*Work to complete*.
Pull out every line of the data below that contains the string "railing", matching case exactly.

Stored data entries

◇ ◇ ◇

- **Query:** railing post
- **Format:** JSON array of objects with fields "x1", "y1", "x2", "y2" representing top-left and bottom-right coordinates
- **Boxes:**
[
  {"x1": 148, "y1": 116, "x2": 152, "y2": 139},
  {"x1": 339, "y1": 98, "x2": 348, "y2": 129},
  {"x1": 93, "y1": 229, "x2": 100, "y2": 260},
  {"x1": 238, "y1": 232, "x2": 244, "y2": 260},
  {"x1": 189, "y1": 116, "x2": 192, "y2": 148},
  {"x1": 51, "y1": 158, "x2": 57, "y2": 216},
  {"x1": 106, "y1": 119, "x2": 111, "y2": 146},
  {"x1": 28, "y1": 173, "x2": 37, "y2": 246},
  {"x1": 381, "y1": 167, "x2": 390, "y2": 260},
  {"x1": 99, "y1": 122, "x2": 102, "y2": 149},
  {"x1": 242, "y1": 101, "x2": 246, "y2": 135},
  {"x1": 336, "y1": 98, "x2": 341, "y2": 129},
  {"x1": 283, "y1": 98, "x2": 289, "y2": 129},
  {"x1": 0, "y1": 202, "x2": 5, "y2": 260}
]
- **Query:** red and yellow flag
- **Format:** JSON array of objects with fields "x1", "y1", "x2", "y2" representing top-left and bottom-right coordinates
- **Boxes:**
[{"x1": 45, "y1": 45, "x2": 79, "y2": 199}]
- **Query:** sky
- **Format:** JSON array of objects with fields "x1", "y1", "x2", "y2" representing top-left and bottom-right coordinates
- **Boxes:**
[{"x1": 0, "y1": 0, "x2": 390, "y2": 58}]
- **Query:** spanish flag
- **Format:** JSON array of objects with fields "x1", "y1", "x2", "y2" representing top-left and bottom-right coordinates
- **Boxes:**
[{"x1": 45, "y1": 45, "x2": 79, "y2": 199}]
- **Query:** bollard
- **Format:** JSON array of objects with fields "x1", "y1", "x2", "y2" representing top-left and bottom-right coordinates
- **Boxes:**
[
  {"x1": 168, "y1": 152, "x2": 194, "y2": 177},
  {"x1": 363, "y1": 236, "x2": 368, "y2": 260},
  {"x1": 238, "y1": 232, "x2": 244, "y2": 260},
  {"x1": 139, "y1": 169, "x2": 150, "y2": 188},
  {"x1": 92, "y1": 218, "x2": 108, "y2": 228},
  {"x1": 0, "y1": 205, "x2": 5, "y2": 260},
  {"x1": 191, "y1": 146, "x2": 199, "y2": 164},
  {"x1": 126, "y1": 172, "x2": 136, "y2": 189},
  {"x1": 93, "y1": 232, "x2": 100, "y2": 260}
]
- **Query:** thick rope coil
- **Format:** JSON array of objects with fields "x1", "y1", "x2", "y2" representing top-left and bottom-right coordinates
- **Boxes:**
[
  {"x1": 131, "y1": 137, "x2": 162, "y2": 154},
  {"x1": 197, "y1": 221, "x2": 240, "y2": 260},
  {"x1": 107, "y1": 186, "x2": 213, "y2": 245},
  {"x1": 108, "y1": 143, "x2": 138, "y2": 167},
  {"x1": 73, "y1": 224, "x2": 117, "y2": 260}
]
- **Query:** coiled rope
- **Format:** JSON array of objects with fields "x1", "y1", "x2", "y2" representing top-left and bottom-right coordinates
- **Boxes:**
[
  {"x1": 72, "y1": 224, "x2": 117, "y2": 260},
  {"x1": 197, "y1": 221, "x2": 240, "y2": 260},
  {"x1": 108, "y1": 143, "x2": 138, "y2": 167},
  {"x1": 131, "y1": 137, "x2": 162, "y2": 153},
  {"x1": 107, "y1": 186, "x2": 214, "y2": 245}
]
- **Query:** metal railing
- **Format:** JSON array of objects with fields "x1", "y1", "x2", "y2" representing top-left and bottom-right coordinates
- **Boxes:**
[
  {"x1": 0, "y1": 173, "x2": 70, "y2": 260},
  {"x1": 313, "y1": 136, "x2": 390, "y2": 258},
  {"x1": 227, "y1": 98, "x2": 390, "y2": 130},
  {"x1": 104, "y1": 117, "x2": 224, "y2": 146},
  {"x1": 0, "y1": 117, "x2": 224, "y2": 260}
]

◇ ◇ ◇

*Reply to the task*.
- **Query:** railing post
- **Query:** metal railing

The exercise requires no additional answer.